(Natural-language object grounding data)
------------

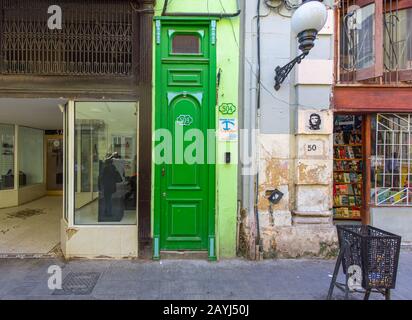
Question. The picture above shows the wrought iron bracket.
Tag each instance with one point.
(282, 72)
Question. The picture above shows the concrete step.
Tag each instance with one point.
(190, 255)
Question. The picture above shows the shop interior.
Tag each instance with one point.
(105, 163)
(372, 165)
(31, 202)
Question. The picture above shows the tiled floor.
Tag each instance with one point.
(32, 228)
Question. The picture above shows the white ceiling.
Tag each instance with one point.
(36, 113)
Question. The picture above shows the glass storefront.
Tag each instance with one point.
(31, 156)
(6, 156)
(105, 163)
(391, 160)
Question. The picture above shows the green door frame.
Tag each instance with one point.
(181, 21)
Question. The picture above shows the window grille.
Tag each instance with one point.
(96, 38)
(392, 160)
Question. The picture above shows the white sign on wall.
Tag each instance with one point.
(228, 129)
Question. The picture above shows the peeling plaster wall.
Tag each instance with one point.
(293, 156)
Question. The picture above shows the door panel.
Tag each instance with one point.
(185, 109)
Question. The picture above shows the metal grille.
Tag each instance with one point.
(96, 38)
(393, 160)
(78, 283)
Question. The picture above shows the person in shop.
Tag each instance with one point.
(392, 167)
(108, 179)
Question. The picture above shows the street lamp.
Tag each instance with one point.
(307, 21)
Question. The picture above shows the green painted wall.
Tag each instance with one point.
(228, 64)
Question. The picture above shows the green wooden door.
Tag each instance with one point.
(185, 107)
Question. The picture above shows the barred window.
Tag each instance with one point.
(392, 160)
(96, 38)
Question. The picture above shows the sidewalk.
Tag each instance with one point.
(180, 280)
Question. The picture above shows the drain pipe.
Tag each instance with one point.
(258, 103)
(198, 14)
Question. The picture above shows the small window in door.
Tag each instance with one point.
(186, 44)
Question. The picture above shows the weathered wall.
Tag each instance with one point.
(291, 156)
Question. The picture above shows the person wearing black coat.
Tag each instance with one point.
(109, 178)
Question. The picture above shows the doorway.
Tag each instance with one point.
(29, 215)
(185, 106)
(54, 162)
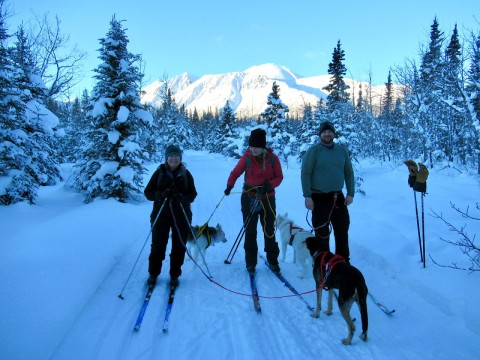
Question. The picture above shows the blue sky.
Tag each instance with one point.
(217, 36)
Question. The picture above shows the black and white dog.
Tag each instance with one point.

------------

## ASSIGNMENT
Reproduce the data exactly as it appears above. Pictures are to be left out.

## RESULT BELOW
Question. The picture above shows the wrought iron bracket.
Tag each instance with one point.
(282, 72)
Question. The picture above shows the concrete step.
Tag each instance with one point.
(190, 255)
Question. The picture above shows the shop interior.
Tag each instance with one point.
(105, 163)
(372, 165)
(31, 202)
Question. The picture above shows the tiled floor.
Tag each instance with one point.
(32, 228)
Question. The picture above shows the white ceiling.
Tag each instance with one point.
(36, 113)
Question. The picture above shows the glass storefront.
Tag each instance with one point.
(31, 156)
(6, 156)
(105, 163)
(391, 160)
Question. The picture above shows the green door frame.
Tag each instance with one point.
(181, 21)
Question. The picture above shows the window grille.
Tag each instance with one point.
(96, 38)
(392, 160)
Question. The picture above shows the white sign on wall.
Tag each instance with one point.
(228, 129)
Question. The picture above shows the peeling plaster wall.
Tag each instance with one point.
(293, 156)
Question. The picture above shows the door panel.
Tag each instance with one point.
(185, 109)
Question. The picture above shows the metal grille.
Tag each instance with one point.
(96, 38)
(393, 160)
(78, 283)
Question. The picture above shows the person in shop.
Tag each instance with one point.
(392, 167)
(108, 179)
Question. The picture above shows the street lamp.
Tag each instance with one point.
(307, 21)
Question. The picture above shows the green painted wall.
Tag each instance with one point.
(228, 64)
Question. The picture above shows the green wooden door.
Tag each instance with one point.
(185, 107)
Question. The picture above shows the barred window.
Tag each instance with one point.
(392, 160)
(96, 38)
Question. The picture above shows the sidewalk.
Tag each instance with one point.
(180, 280)
Question. The picture above shows the drain pipe.
Tag each instance with one point.
(258, 103)
(198, 14)
Question. The picture above shows the small window in door.
Tag each instance with one point.
(186, 44)
Question. The picture above shows the weathered wall.
Tag each instance with one point.
(291, 156)
Question. The picture above shows the person wearing black coat.
Tag each instance with one point.
(109, 178)
Question. The picture above shows the doorway.
Tag each instance with one point.
(29, 215)
(185, 106)
(54, 162)
Question. The picture above shows the blue sky.
Tag each instance with one point.
(217, 36)
Question. The picture above shows the black and white dog.
Tag each instance with one point.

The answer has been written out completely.